Excerpted passage —
# urgent help, immigration - Netherlands



## studerenirish (Jun 8, 2013)

Hello, i have been going through the forums for quite a while. but today i need a real help/ advice. so here it goes...
I basically have an admit from a renowned technical university in The Netherlands. the problem is that i realized just recently that the Immigration (IND) of the Netherlands require a Apostilled Birth certificate along with my passport copy for registering myself at the City Hall.
The big problem is that all my official documents carry a different common date of birth and i was shell-shocked to realize that the Municipal Authority of my hometown has a different Date of Birth on record!!!!!! it is IMPOSSIBLE to now issue a corrected date of birth from the Municipal Authority here, and a change in passport will now take ages (since i will be leaving soon after a month for the university).
I completely have no idea now what to do!!! does the Netherlands immigration (IND) make an exception to any such cases, like can we submit some affidavit?
if no then what is the maximum time by which i have to submit by Apostilled Birth certificate?


----------



## cschrd2 (Oct 31, 2011)

Unfortunately have the huge influx in the past, combined with the changing political era made that IND barely creates exceptions. Having said that, there is always reason. I would assume that is you are passport holder of a reliable country (sorry I can't define this more clearly) then a letter from your government with a contact number should be convincing enough. Good luck!


----------



## studerenirish (Jun 8, 2013)

Material provided —
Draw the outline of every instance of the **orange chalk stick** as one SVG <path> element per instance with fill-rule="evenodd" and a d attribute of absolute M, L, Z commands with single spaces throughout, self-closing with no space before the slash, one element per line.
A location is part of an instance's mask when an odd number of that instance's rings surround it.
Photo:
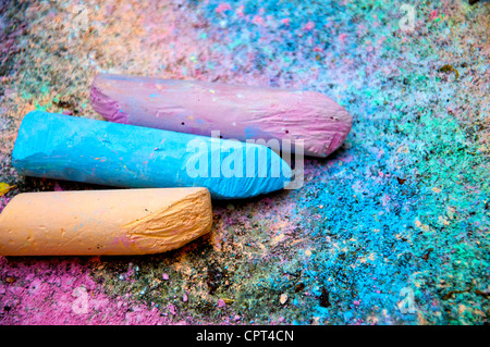
<path fill-rule="evenodd" d="M 25 193 L 0 214 L 0 256 L 159 253 L 211 224 L 206 188 Z"/>

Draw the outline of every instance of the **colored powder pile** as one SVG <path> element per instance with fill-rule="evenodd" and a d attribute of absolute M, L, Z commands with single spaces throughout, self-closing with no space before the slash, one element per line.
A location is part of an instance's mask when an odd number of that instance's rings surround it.
<path fill-rule="evenodd" d="M 321 91 L 354 116 L 301 189 L 216 202 L 148 257 L 2 258 L 1 324 L 488 324 L 490 8 L 467 1 L 2 5 L 0 182 L 34 109 L 100 119 L 98 72 Z M 28 211 L 26 211 L 28 218 Z"/>

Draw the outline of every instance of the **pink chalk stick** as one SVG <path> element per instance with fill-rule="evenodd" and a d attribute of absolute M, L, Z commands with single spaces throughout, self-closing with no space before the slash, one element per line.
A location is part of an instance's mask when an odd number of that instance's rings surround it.
<path fill-rule="evenodd" d="M 99 74 L 90 101 L 111 122 L 204 136 L 219 131 L 241 141 L 301 139 L 311 157 L 338 149 L 353 122 L 344 108 L 317 91 L 198 80 Z"/>

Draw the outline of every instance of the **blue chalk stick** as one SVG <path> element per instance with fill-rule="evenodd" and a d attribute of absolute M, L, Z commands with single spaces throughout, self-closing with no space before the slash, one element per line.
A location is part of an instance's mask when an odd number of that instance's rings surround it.
<path fill-rule="evenodd" d="M 218 199 L 279 190 L 292 175 L 266 146 L 44 111 L 24 116 L 12 164 L 25 176 L 107 186 L 206 187 Z"/>

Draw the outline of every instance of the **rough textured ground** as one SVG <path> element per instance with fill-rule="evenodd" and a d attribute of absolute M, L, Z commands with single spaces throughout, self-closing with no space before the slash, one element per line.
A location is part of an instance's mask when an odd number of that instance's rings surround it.
<path fill-rule="evenodd" d="M 399 1 L 0 1 L 0 210 L 96 188 L 10 156 L 29 110 L 100 119 L 97 72 L 318 90 L 355 120 L 302 189 L 213 201 L 180 250 L 0 258 L 0 323 L 488 324 L 489 3 L 406 3 L 413 30 Z"/>

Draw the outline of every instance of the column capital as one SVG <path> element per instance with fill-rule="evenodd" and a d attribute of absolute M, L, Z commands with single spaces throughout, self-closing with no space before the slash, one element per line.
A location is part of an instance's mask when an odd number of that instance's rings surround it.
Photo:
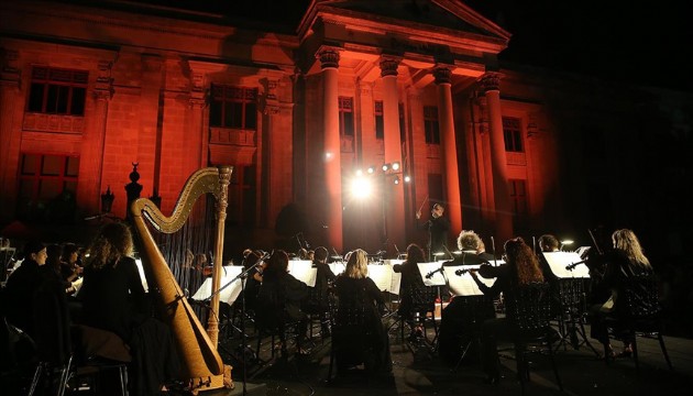
<path fill-rule="evenodd" d="M 490 72 L 483 75 L 479 81 L 481 82 L 482 89 L 484 94 L 488 91 L 499 91 L 501 90 L 501 73 Z"/>
<path fill-rule="evenodd" d="M 380 61 L 381 77 L 387 77 L 387 76 L 397 77 L 397 67 L 399 67 L 400 62 L 402 62 L 402 57 L 398 57 L 398 56 L 392 56 L 392 55 L 381 56 L 381 61 Z"/>
<path fill-rule="evenodd" d="M 452 81 L 452 68 L 450 66 L 436 65 L 432 73 L 436 78 L 436 85 L 450 84 Z"/>
<path fill-rule="evenodd" d="M 321 47 L 316 53 L 316 58 L 320 59 L 320 68 L 339 68 L 339 52 L 337 47 Z"/>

Problems —
**a)** Write out the part of the forum thread on Dutch immigration that begins with "# urgent help, immigration" and runs through "the City Hall.", copied word for word.
**b)** From the records, give back unchanged the lines starting with the line that contains "Draw the outline of every instance of the column" and going on through the line that contains "490 72 L 483", with the picture left out.

Set of answers —
**a)**
# urgent help, immigration - Netherlands



## studerenirish (Jun 8, 2013)

Hello, i have been going through the forums for quite a while. but today i need a real help/ advice. so here it goes...
I basically have an admit from a renowned technical university in The Netherlands. the problem is that i realized just recently that the Immigration (IND) of the Netherlands require a Apostilled Birth certificate along with my passport copy for registering myself at the City Hall.

**b)**
Draw the outline of every instance of the column capital as one SVG <path> element per instance with fill-rule="evenodd" and a d attribute of absolute M, L, Z commands with single spaces throughout, self-closing with no space before the slash, one element per line.
A location is part of an instance's mask when an odd number of that instance's rings surround it.
Photo:
<path fill-rule="evenodd" d="M 490 72 L 483 75 L 479 81 L 481 82 L 482 89 L 484 94 L 488 91 L 499 91 L 501 90 L 501 73 Z"/>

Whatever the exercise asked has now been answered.